(Input records):
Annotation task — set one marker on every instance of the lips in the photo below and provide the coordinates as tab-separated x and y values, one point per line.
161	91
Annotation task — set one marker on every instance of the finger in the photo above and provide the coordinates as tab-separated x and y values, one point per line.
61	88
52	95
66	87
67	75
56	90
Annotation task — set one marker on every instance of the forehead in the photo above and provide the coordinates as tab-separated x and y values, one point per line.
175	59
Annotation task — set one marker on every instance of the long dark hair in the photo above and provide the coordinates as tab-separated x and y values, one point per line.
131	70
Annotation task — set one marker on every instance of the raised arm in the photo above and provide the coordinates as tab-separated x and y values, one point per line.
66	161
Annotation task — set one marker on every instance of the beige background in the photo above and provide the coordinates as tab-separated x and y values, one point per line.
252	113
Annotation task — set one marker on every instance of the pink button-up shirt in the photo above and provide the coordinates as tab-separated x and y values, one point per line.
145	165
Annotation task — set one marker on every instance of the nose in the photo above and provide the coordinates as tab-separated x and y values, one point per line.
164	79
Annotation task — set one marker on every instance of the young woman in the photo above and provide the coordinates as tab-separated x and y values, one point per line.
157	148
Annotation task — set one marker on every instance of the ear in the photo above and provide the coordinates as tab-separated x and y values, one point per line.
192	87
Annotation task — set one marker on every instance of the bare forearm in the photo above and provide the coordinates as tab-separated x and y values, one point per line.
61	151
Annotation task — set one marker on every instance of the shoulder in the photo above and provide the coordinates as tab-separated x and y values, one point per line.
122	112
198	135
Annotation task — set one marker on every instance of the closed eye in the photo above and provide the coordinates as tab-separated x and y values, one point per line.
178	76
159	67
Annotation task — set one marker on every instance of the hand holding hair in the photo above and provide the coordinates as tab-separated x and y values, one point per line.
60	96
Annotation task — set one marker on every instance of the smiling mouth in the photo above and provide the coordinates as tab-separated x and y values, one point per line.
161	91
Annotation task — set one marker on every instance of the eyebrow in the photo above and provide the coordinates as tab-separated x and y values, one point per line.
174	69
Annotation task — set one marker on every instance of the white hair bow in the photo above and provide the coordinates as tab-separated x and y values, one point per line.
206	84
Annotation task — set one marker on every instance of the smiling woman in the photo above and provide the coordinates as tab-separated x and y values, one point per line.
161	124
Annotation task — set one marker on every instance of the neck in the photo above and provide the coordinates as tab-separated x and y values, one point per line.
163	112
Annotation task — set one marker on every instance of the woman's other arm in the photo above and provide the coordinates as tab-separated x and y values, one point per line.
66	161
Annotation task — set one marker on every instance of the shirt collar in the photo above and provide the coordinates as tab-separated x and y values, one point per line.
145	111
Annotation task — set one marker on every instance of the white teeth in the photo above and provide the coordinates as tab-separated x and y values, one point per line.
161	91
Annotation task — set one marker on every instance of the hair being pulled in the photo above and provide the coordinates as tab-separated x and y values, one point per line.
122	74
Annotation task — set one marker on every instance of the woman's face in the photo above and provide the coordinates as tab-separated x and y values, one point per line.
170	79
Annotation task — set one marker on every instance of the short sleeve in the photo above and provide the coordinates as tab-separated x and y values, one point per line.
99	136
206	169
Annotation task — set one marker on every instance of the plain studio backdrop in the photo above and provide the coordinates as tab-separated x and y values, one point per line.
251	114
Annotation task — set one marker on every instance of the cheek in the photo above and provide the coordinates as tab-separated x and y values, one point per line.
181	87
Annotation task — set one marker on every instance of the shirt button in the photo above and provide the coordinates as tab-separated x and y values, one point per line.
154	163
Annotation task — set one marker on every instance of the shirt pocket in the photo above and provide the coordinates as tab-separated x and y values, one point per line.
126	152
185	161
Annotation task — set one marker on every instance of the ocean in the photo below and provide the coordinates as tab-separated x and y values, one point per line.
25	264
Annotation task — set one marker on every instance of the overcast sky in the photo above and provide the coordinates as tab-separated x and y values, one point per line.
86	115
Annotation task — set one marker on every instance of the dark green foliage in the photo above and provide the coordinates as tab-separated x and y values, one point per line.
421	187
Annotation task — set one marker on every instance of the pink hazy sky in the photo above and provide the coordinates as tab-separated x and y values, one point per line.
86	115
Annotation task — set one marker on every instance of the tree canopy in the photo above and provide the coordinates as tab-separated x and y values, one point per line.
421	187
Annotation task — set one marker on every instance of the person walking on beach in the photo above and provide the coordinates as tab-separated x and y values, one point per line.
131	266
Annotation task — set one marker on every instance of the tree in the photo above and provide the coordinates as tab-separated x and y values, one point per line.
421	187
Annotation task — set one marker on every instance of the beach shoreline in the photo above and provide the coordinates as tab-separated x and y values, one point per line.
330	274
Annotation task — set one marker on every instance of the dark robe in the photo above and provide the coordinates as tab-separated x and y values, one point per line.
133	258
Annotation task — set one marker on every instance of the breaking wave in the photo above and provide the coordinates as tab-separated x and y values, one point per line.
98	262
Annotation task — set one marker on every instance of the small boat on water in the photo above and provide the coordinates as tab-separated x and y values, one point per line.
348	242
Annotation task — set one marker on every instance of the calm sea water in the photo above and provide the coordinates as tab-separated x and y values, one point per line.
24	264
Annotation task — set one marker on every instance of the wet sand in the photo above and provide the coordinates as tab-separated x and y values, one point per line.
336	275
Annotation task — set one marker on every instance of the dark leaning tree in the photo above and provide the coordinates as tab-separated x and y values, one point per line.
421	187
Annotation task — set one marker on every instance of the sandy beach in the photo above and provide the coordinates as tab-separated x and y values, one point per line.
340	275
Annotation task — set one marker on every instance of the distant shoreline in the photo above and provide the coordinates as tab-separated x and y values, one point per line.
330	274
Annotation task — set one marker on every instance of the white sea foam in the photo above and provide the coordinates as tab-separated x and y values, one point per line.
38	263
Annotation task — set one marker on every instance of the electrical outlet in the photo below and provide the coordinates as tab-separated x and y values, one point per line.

(Goal):
Reproduce all of the rows above word for word, keeping them in their original order.

(Result for this exercise):
Annotation task — set one marker on every instance of the lips in the photo below and provide the coordinates as tab-separated x and y values, one point per line.
161	91
Annotation task — set one marker on every instance of the finger in the photo above and provide the coordinates as tab-separated x and y values, one point per line.
61	88
52	95
66	87
67	75
56	90
Annotation task — set one marker on every instance of the forehead in the photo above and provide the coordinates as tab-separated x and y values, one point per line.
175	59
Annotation task — set one marker on every instance of the long dark hair in the photo above and provide the coordinates as tab-separated x and y values, one point per line.
131	70
Annotation task — set one marker on every instance of the raised arm in the photo above and provide the coordinates as tab-separated x and y values, one point per line.
66	161
Annotation task — set one marker on every instance of the beige background in the photo above and provide the coordinates as tab-separated x and y values, one point per line.
252	113
Annotation task — set one marker on every instance of the pink button-up shirt in the photo above and provide the coordinates as tab-separated x and y values, one point per line.
145	165
Annotation task — set one marker on every instance of the nose in the photo above and provide the coordinates as tab-separated x and y values, one point per line.
164	79
Annotation task — set one marker on every instance of the young woman in the photo above and provide the coordinates as tab-separated x and y values, one point per line.
157	148
Annotation task — set one marker on every instance of the ear in the photo above and provide the coordinates as tab-separated x and y values, one point per line.
192	87
Annotation task — set one marker on every instance of the bare forearm in the photo above and provide the coordinates as tab-separated x and y values, one point per line.
61	151
Annotation task — set one marker on every instance of the shoulder in the photo above and provide the coordinates as tab-separated x and y values, one point per line.
122	112
198	135
Annotation task — set one marker on every instance of the closed eye in the photo above and provide the coordinates as tab-separated x and y values, one point per line.
178	76
159	67
Annotation task — set one marker on every instance of the hand holding hair in the photo above and provide the coordinates as tab-separated x and y values, one point per line.
60	96
Annotation task — set one marker on every instance of the smiling mouth in the photo above and provide the coordinates as tab-separated x and y values, one point per line.
161	91
Annotation task — set one marker on every instance of the eyebrow in the photo above and provide the coordinates as tab-separated x and y values, one point per line.
174	69
Annotation task — set one marker on every instance of the white hair bow in the photo above and provide the coordinates as tab-separated x and y values, one point per line.
206	84
Annotation task — set one marker on every instance of the smiling woman in the photo above and provide the coordinates as tab-separated x and y values, one point per line.
161	124
Annotation task — set one marker on every instance of the neck in the photo above and provide the coordinates as tab-separated x and y values, one point per line.
163	112
Annotation task — set one marker on every instance of the woman's other arm in the photo above and provide the coordinates as tab-separated x and y values, one point per line.
66	161
Annotation task — set one marker on every instance of the shirt collar in the photo above and provide the coordinates as tab-separated x and y values, one point per line.
145	111
Annotation task — set one marker on every instance of the white teeth in the photo above and provide the coordinates as tab-separated x and y values, one point per line.
161	91
Annotation task — set one marker on every instance of the hair being pulled in the photo above and provide the coordinates as tab-separated x and y values, one point per line.
122	74
Annotation task — set one marker on every instance of the woman's face in the photo above and provide the coordinates as tab-separated x and y values, one point per line.
170	79
Annotation task — set one marker on every instance of the short sleeve in the photo above and provide the coordinates as tab-separated x and y values, one point per line.
99	136
206	169
Annotation task — set one marker on every instance of the plain studio backdrop in the photo above and provide the coordinates as tab-separated x and y values, one point per line.
251	114
Annotation task — set one marker on every instance of the cheek in the photo above and provide the coordinates as tab-separated x and y values, one point per line.
181	87
Annotation task — set one marker on every instance of the shirt button in the photo above and provide the coordinates as tab-separated x and y values, one point per line.
154	163
Annotation task — set one marker on every instance of the shirt pocket in the photo above and provide the coordinates as tab-separated x and y values, one point per line.
126	152
185	161
Annotation task — set one marker on every instance of the ocean in the photo below and provide the coordinates as tab-separated x and y values, one point per line.
25	264
Annotation task — set one marker on every instance of the overcast sky in the photo above and provide the coordinates as tab-separated x and y values, one point per line.
86	115
Annotation task — set one marker on every instance of the dark green foliage in the photo above and provide the coordinates as tab-separated x and y values, one point per line.
421	187
Annotation task — set one marker on every instance of the pink hazy sky in the photo above and provide the coordinates as tab-separated x and y values, one point per line.
86	115
Annotation task — set one marker on every instance of the tree canopy in the photo above and provide the coordinates as tab-separated x and y values, one point per line.
421	187
Annotation task — set one marker on every instance of the person walking on beach in the photo above and provide the coordinates as tab-separated x and y values, one point per line.
131	266
Annotation task — set one marker on every instance of the tree in the photo above and provide the coordinates as tab-separated x and y values, one point per line.
421	187
Annotation task — set one marker on every instance of the beach shoreline in the photo above and provide the coordinates as tab-separated x and y values, one point per line.
330	274
Annotation task — set one marker on every instance of the dark robe in the photo above and provide the coordinates as tab-separated x and y values, one point per line.
133	258
Annotation task — set one marker on every instance of the breaking wave in the photo above and provide the coordinates as tab-separated x and y values, one point per line.
98	262
Annotation task — set one marker on every instance of the small boat on water in the photo above and provide the coordinates as tab-separated x and y values, one point per line.
348	242
Annotation task — set one marker on every instance of the calm sea water in the photo above and provide the coordinates as tab-separated x and y values, one point per line.
24	264
Annotation task — set one marker on every instance of the wet sand in the photo above and provide the coordinates as tab-separated x and y values, one point per line.
336	275
Annotation task — set one marker on every instance of the dark leaning tree in the photo above and provide the coordinates as tab-separated x and y values, one point per line.
421	187
Annotation task — set one marker on every instance of the sandy beach in the photo above and provide the coordinates as tab-separated x and y values, one point per line.
340	275
Annotation task — set one marker on every instance of the distant shoreline in the photo above and provide the coordinates as tab-separated x and y values, one point per line.
330	274
Annotation task — set one marker on every instance of the white sea foam in the photo above and provide the coordinates as tab-separated x and y values, one point per line.
38	263
Annotation task — set one marker on every instance of the electrical outlet in the photo below and provide the coordinates as tab-separated x and y values, one point per line.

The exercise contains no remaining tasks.